• [Given instruction]:
Rewrite all the records below, changing every "each instance" to "every instance" and keeping everything else the same. Leave out the pictures.
------------------------
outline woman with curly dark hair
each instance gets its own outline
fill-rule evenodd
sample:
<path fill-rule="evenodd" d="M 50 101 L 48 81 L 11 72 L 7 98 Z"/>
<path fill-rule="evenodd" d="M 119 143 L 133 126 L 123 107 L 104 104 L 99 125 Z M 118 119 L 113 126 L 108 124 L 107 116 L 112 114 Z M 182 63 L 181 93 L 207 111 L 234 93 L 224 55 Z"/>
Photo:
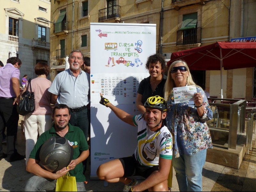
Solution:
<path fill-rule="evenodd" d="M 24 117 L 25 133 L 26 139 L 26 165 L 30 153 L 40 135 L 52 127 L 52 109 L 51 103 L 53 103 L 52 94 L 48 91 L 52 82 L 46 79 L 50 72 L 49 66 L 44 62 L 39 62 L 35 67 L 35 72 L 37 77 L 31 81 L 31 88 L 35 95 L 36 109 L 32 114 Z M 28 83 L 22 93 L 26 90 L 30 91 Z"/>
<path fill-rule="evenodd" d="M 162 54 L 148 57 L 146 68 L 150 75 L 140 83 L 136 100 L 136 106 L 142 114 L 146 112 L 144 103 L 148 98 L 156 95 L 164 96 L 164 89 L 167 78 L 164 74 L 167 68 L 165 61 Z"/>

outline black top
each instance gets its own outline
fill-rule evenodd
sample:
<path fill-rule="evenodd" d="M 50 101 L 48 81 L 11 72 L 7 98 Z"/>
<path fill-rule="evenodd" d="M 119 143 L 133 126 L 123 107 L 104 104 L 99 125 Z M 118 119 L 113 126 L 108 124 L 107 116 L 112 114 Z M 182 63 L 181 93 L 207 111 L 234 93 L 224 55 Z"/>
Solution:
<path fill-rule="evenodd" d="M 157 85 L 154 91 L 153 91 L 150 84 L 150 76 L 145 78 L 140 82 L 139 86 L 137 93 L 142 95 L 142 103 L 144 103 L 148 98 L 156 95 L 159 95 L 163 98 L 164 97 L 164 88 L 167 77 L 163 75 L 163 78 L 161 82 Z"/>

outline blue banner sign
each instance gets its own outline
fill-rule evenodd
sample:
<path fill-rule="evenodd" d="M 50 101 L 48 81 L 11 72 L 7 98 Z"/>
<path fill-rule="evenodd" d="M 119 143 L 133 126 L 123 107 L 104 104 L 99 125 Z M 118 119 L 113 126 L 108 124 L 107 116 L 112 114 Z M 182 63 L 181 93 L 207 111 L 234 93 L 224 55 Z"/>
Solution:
------------------------
• [Reply]:
outline woman with curly dark hair
every instance gets its own outline
fill-rule evenodd
sample:
<path fill-rule="evenodd" d="M 50 101 L 48 81 L 11 72 L 7 98 Z"/>
<path fill-rule="evenodd" d="M 119 143 L 133 126 L 123 107 L 104 104 L 99 125 Z M 118 119 L 113 126 L 108 124 L 107 116 L 112 114 Z M 182 63 L 181 93 L 207 111 L 234 93 L 224 55 Z"/>
Photo:
Solution:
<path fill-rule="evenodd" d="M 24 117 L 25 133 L 26 139 L 26 165 L 30 153 L 40 135 L 52 127 L 52 109 L 51 103 L 53 103 L 52 94 L 48 91 L 52 82 L 46 79 L 50 72 L 49 66 L 44 62 L 39 62 L 35 67 L 35 72 L 37 77 L 31 81 L 31 88 L 35 95 L 36 109 L 32 114 Z M 28 83 L 22 93 L 26 90 L 30 91 Z"/>
<path fill-rule="evenodd" d="M 162 54 L 148 57 L 146 68 L 150 75 L 140 83 L 136 100 L 136 106 L 142 114 L 146 112 L 144 103 L 148 98 L 156 95 L 164 96 L 164 89 L 167 78 L 164 74 L 167 68 L 165 61 Z"/>

outline black top
every instance gets its own outline
fill-rule evenodd
sample:
<path fill-rule="evenodd" d="M 50 101 L 48 81 L 11 72 L 7 98 Z"/>
<path fill-rule="evenodd" d="M 119 143 L 133 126 L 123 107 L 104 104 L 99 125 Z M 118 119 L 113 126 L 108 124 L 107 116 L 112 114 Z M 182 63 L 181 93 L 207 111 L 234 93 L 224 55 Z"/>
Solution:
<path fill-rule="evenodd" d="M 157 85 L 154 91 L 153 91 L 150 84 L 150 76 L 145 78 L 140 82 L 139 86 L 137 93 L 142 95 L 142 103 L 144 103 L 148 98 L 156 95 L 159 95 L 163 98 L 164 97 L 164 88 L 167 77 L 163 75 L 163 78 L 161 82 Z"/>

outline blue banner sign
every instance gets its own outline
fill-rule evenodd
sample:
<path fill-rule="evenodd" d="M 50 101 L 48 81 L 11 72 L 7 98 Z"/>
<path fill-rule="evenodd" d="M 119 143 L 133 126 L 123 107 L 104 104 L 99 125 Z M 118 119 L 113 126 L 108 124 L 107 116 L 112 114 Z M 182 63 L 181 93 L 207 111 L 234 93 L 224 55 Z"/>
Solution:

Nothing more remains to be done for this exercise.